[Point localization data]
= = = =
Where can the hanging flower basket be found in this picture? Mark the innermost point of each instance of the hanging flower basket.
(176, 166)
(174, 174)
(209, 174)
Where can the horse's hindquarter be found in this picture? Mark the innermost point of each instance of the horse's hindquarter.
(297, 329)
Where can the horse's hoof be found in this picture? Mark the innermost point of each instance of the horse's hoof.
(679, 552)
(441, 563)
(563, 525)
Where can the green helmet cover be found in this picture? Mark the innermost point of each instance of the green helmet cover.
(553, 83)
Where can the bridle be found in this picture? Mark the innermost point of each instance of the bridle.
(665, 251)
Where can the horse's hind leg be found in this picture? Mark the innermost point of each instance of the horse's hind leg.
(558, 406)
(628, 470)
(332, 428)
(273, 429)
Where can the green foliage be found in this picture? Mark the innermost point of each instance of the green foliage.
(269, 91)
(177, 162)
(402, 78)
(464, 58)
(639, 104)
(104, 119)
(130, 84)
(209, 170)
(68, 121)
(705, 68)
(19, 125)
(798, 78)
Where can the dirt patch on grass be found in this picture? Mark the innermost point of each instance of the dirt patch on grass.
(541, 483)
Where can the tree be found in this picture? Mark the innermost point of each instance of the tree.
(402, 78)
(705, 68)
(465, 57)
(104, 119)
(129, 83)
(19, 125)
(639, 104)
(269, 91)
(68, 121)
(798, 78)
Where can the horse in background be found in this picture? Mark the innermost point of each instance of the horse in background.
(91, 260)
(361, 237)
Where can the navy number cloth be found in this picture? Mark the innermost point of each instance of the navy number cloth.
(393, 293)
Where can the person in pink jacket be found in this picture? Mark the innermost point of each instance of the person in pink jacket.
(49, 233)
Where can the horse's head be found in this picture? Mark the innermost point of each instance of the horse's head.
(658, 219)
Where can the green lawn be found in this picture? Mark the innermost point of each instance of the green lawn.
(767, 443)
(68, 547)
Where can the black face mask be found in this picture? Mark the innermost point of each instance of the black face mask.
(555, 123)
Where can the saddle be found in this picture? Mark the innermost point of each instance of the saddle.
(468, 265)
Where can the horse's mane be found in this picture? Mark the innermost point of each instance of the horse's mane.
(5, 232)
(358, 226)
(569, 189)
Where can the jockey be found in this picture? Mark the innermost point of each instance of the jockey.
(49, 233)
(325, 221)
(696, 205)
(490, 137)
= = = =
**Problem requirements**
Your response must contain all of the records, copied exactly.

**Written answer**
Where can the hanging flower basket be found in this picture? Mark the innermost point of each instance of the hanging flower basket.
(176, 166)
(174, 174)
(209, 174)
Where can the horse's hindquarter be found in this picture? Mark the innermost point of each instance of the horse's hindquarter.
(297, 329)
Where can the horse's hoof be found in this picture? Mark the innermost point of each instance of the horse's hoof.
(679, 552)
(441, 563)
(563, 525)
Where can the green helmet cover be found in this picture? Mark the innermost point of each instance of the green helmet cover.
(553, 83)
Where can the bridle be found in this picture? Mark the innermost point of each instance of the bridle.
(665, 251)
Where can the horse's hind leg be found in this picture? Mark the innermost point of each instance of the horse's hind leg.
(558, 406)
(628, 470)
(332, 428)
(273, 429)
Where can the green foliage be found in this picture? Mark the innermost point of each instance of the green foliage.
(269, 91)
(177, 162)
(402, 78)
(464, 58)
(639, 104)
(104, 119)
(130, 84)
(209, 170)
(68, 121)
(705, 68)
(19, 125)
(798, 78)
Where can the dirt patch on grass be found in this picture? Mark the innermost point of each instance of the dirt patch on grass.
(541, 483)
Where can the tree be found in this picture? Mark the innermost point of each instance of the tree.
(402, 78)
(705, 68)
(465, 57)
(104, 119)
(129, 83)
(19, 125)
(639, 104)
(269, 91)
(68, 121)
(798, 78)
Where can the horse in background be found in this picture? Mark the innermost point of each instance of the horse in background.
(91, 260)
(361, 237)
Where can the navy number cloth be found in this picture? Mark the innermost point of each instance of the navy number cloth.
(393, 293)
Where can the person in pink jacket be found in this picture? Mark the innermost point of each instance of the person in pink jacket.
(49, 233)
Where can the horse's head be found in this picture? Mark the innermost point of each instance of the horse's head.
(658, 219)
Where can the green lawn be found in this picture? Mark the innermost point of each instance of the green lawn.
(767, 443)
(68, 547)
Where can the black face mask be found in this picture? Mark the innermost point of each instance of the black face mask.
(555, 123)
Where can the saddle be found in this picture? Mark the innermost point of each instance of the saddle.
(468, 265)
Where can the horse's mane be found in this picture? Mark the innermost point of each instance of the horse's mane.
(5, 232)
(358, 226)
(569, 189)
Where can the jockey be found in this picture? Mark the innermost point of each instance of the jockey.
(49, 233)
(325, 221)
(696, 205)
(490, 137)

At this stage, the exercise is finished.